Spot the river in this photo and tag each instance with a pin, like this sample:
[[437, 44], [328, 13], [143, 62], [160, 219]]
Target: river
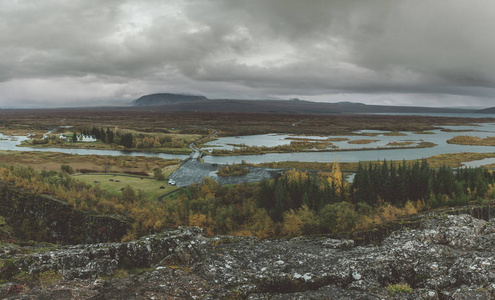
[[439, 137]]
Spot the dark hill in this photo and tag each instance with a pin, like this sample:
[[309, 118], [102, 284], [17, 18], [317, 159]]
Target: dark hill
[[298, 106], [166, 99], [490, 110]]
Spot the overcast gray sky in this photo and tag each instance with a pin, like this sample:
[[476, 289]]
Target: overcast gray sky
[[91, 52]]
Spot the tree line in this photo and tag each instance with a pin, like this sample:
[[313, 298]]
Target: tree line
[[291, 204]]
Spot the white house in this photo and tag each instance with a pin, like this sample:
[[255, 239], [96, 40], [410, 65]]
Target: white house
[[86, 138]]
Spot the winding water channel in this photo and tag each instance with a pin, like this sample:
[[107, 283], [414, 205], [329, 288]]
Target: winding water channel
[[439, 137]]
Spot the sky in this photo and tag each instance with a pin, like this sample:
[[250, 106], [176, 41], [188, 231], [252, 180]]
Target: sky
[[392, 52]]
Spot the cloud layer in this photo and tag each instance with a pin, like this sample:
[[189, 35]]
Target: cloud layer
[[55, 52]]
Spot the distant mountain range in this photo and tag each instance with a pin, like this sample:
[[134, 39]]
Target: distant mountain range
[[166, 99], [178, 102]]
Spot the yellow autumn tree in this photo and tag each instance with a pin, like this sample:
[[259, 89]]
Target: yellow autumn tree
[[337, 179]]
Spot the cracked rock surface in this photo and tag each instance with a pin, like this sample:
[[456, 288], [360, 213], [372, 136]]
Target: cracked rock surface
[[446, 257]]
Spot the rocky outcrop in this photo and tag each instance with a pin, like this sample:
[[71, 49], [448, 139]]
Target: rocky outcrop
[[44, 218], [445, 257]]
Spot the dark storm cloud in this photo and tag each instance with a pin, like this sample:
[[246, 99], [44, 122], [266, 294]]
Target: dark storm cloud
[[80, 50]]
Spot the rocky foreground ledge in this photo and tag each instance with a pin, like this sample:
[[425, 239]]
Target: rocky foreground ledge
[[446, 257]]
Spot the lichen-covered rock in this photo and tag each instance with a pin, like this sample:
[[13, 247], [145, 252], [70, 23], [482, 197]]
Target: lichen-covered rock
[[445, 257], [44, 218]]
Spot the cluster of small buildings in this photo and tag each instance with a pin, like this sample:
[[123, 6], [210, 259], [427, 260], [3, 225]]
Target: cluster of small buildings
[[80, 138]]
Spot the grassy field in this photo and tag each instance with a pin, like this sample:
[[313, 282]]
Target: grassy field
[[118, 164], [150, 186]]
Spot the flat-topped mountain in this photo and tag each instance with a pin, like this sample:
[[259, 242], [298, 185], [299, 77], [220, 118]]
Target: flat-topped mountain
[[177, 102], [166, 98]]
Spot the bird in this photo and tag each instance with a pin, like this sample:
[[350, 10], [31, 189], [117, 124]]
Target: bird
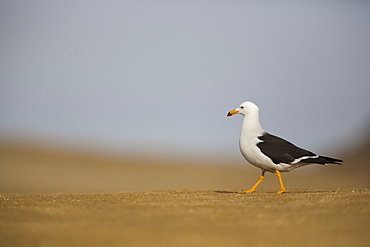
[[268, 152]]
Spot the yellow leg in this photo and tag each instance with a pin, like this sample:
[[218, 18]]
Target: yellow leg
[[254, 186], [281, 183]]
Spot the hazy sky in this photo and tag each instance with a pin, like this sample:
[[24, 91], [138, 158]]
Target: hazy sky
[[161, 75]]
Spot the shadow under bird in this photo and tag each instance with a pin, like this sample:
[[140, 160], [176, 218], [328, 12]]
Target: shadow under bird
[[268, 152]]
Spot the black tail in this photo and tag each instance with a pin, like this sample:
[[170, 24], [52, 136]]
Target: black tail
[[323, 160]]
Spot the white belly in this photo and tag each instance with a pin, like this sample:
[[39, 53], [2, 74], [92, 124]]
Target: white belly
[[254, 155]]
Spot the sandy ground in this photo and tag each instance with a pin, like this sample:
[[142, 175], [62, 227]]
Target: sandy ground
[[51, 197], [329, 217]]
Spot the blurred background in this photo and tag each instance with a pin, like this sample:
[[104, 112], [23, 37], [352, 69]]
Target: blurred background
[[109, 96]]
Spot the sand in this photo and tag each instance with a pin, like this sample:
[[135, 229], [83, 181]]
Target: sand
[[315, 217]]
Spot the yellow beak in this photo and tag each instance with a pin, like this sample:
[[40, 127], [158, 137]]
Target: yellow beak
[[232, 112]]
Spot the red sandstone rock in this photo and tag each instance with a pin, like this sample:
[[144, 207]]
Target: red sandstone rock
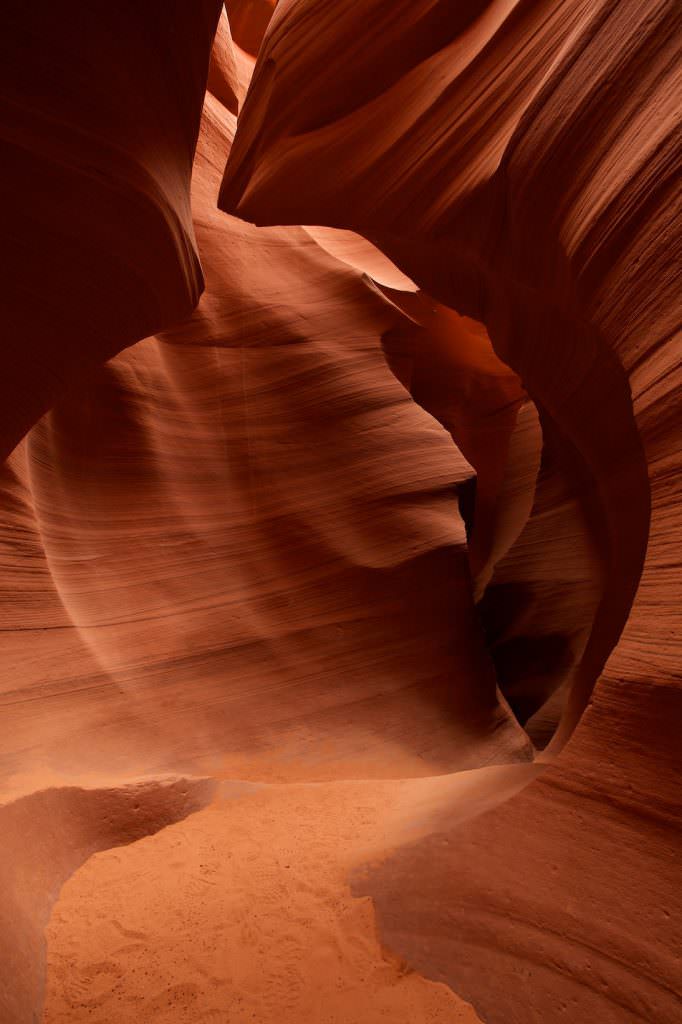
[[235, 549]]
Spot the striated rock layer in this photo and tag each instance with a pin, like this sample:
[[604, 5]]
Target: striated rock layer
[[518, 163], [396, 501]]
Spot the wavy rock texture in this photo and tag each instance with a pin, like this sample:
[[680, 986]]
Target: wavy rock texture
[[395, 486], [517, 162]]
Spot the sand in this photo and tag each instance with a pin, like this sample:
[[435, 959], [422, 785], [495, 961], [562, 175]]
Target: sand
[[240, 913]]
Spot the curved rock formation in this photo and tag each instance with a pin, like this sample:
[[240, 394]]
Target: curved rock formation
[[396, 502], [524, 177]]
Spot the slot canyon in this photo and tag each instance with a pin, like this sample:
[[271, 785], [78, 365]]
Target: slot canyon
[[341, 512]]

• [STATED GOAL]
Write out every one of the records above word for word, leaving out the pictures.

• [TASK RESPONSE]
Spot the river in this photo and tag each instance with a pin, like this sample:
[[437, 44], [328, 13], [143, 62], [160, 219]]
Target: river
[[439, 137]]
Spot the dark hill in this photo and tag each instance with a pin, like this sample:
[[309, 118], [102, 284], [17, 18], [317, 159]]
Target: dark hill
[[298, 106], [166, 99], [490, 110]]
Spot the overcast gray sky in this photo and tag each instance with a pin, like this sample:
[[476, 289]]
Target: overcast gray sky
[[91, 52]]
Spot the tree line in this photo and tag each instance with a pin, like this sample:
[[313, 298]]
Target: tree line
[[291, 204]]
Spot the white house in this photo and tag each instance with a pin, like this sample:
[[255, 239], [96, 40], [410, 65]]
Target: white house
[[86, 138]]
Spot the winding water channel in this photo and tag each instance with a pin, like this sample:
[[107, 283], [414, 205], [329, 288]]
Target: winding water channel
[[439, 137]]
Spot the sky in this photo and tag each instance with a pin, like this sample:
[[250, 106], [176, 41], [188, 231], [252, 180]]
Target: sky
[[392, 52]]
Spot the cloud layer in this photo and tag each instance with a pin, like this sample:
[[189, 35]]
Target: cloud layer
[[55, 52]]
Spot the distant mountain range in this photo and tag each instance with a pin, like this sample:
[[134, 39]]
Target: distant mountain range
[[166, 99], [178, 102]]
Spot the yellow autumn tree in this photo and tag each instance with a pin, like this sample:
[[259, 89]]
Target: yellow autumn tree
[[337, 179]]
Spot the cracked rock surface in this photo and tag each instance with a pin, like this sample:
[[456, 288], [360, 213], [372, 136]]
Target: cracked rock surface
[[446, 257]]
Spot the rocky outcrop in this photo and tag each instance with a pin, like this sample:
[[71, 49], [448, 139]]
Target: rocky outcrop
[[44, 218], [445, 257]]
Spot the dark storm cloud in this photo and tag each instance with a pin, like this sample:
[[246, 99], [44, 122], [266, 294]]
Target: dark storm cloud
[[80, 50]]
Spot the rocky foreground ledge in this photo and tag each instance with a pin, like this sample:
[[425, 239]]
Target: rocky foreground ledge
[[446, 257]]
Spot the lichen-covered rock in this photo and tag each instance with a pin, like this sample:
[[13, 247], [145, 252], [70, 23], [482, 197]]
Target: lichen-covered rock
[[445, 257], [44, 218]]
Spot the cluster of small buildings in this photo and tag each instance with a pin, like this sample:
[[123, 6], [210, 259], [427, 260], [3, 225]]
Target: cluster of small buildings
[[80, 138]]
Spot the grassy field in this photo and tag each instance with a pin, like this sample:
[[313, 282]]
Target: grassy field
[[118, 164], [150, 186]]
Spot the flat-topped mountain in this photo and tag each instance with a pin, like this sample:
[[259, 242], [298, 185], [299, 77], [220, 118]]
Target: flat-topped mountain
[[177, 102], [166, 98]]
Spot the bird in this photo and tag each instance with a pin, like this sample:
[[350, 10], [31, 189], [117, 124]]
Target: bird
[[268, 152]]
Spot the yellow leg in this photo and tag each instance with a pin, like this sample:
[[218, 18]]
Target: yellow leg
[[254, 186], [281, 183]]
Spot the hazy sky in this photo and tag each instance with a pin, like this sample:
[[24, 91], [138, 158]]
Target: hazy sky
[[161, 75]]
Spot the shadow under bird in this photo and tag each instance with a pin, like this sample:
[[140, 160], [176, 218], [328, 12]]
Target: shadow under bird
[[268, 152]]
Spot the black tail in this photo and tag each instance with a pin, like this sample:
[[170, 24], [52, 136]]
Target: black tail
[[323, 160]]
Spot the white belly in this photo and tag each instance with a pin, like this sample:
[[39, 53], [2, 74], [92, 124]]
Target: white belly
[[254, 155]]
Spot the sandy ground in this photo and tag each instance with a pin, like this sample:
[[142, 175], [62, 227]]
Target: sandy ground
[[51, 197], [329, 217]]
Spot the blurred background in this photo and tag each instance with a pin, like this sample:
[[104, 112], [23, 37], [352, 69]]
Target: blurred background
[[109, 96]]
Spot the sand in this photo and tag each instance with a pin, like this sample:
[[135, 229], [83, 181]]
Target: sand
[[315, 217]]
Spot the yellow beak in this photo and tag each instance with a pin, like this sample:
[[40, 127], [158, 137]]
Target: yellow beak
[[232, 112]]
Spot the red sandstone rock in this photo and tag each instance with a pin, like this sample:
[[144, 207]]
Target: red sandstone rock
[[235, 549]]
Spot the striated rock layer in this photo and tag each instance with a pin, like this sample:
[[604, 5]]
Target: striated rock layer
[[518, 163], [396, 501]]
Spot the wavy rock texture in this photo and tag each instance with a pin, like this sample:
[[680, 986]]
Target: wavy rock texture
[[395, 486], [517, 162]]
Spot the sand in this photo and tag each instance with a pin, like this sample:
[[435, 959], [422, 785], [495, 961], [562, 175]]
Target: sand
[[240, 913]]
Spot the curved rock formation in this photo and tag each instance with a pin, like this sample:
[[240, 394]]
Target: curved rock formation
[[396, 502], [524, 177]]
Spot the slot canyon in this photo and tag each instance with a pin, like this sample:
[[271, 785], [78, 365]]
Target: slot canyon
[[341, 512]]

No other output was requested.